### [Exercise requirements]
From the passage below on the early Earth and Hiroshima, list every four-digit calendar year it mentions, in the order they appear.

### [Quoted passage]
Over 4 billion years ago the planet was a giant, red-hot, boiling sea of molten rock – nothing more than a magma ocean. The heat generated by the repeated high speed collisions of much smaller bodies of space rock continually came together to form this planet we inhabit.
Granted, our world has witnessed a range of challenges over the years, not least two world wars. More topically the Spanish flu outbreak of 1918 which is said to have infected 500 million people.
But the one thing about these periods of human disaster, whether war or disease, has been the ability of mankind to rebuild and restart.
Back in 2009 I made a visit to Japan and the city of Hiroshima. One of my first points of call in the city was the spot where the US had dropped an atomic bomb in 1945; a bomb of such force that it killed thousands of people in the blink of an eye. Hiroshima was left a charred wasteland with the US telling the world that nothing would grow or live in Hiroshima for 70 years.
But here I was just over 50 years later walking around in a city of smiling faces, modernity and brightness. Vibrant and cosmopolitan its population embrace the sports of soccer and especially baseball.
Later that night I went to see the local team Sanfreece Hiroshima play in the J-League but the one thing that got me thinking was the story of the immediate weeks after the bomb had dropped.

### [Data]
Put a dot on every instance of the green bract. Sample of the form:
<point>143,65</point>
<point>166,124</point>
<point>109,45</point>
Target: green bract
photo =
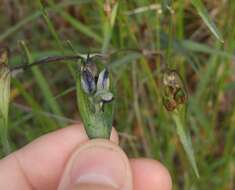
<point>94,100</point>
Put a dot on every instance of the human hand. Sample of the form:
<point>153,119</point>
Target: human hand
<point>67,160</point>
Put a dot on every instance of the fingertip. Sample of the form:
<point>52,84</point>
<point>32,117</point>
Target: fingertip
<point>150,174</point>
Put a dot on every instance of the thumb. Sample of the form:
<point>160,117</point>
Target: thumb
<point>98,165</point>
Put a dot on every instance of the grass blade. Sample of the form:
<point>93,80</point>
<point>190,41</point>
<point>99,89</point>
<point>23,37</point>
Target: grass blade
<point>4,99</point>
<point>202,11</point>
<point>185,142</point>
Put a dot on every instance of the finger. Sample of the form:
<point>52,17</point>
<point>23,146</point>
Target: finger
<point>150,174</point>
<point>99,165</point>
<point>40,164</point>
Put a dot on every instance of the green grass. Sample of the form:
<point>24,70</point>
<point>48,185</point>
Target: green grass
<point>187,33</point>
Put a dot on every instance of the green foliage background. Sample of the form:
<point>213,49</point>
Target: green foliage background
<point>188,34</point>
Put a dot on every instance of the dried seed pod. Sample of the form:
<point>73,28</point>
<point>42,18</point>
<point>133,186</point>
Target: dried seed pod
<point>87,81</point>
<point>174,92</point>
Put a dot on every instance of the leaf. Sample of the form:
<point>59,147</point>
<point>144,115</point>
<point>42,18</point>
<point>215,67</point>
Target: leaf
<point>202,11</point>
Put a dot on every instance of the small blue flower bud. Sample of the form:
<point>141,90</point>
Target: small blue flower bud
<point>87,81</point>
<point>103,80</point>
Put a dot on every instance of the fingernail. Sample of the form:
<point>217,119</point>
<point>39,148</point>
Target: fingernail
<point>100,162</point>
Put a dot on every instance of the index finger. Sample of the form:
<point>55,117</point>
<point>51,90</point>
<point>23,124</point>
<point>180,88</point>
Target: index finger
<point>40,164</point>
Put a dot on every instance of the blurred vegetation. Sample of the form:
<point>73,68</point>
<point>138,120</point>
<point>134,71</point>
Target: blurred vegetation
<point>188,35</point>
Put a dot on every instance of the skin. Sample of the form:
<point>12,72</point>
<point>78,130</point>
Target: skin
<point>46,163</point>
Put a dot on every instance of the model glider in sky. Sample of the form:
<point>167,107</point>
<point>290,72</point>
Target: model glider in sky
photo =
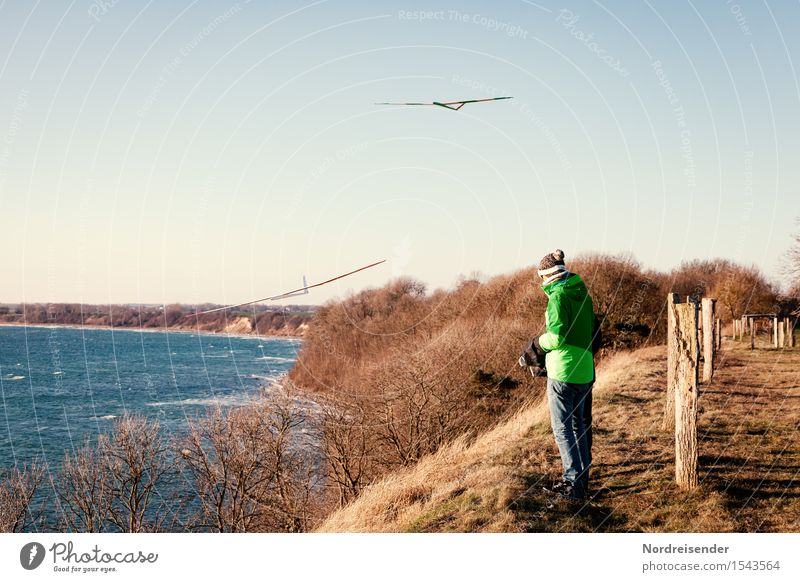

### [Answer to the exercise]
1918, 2009, 1945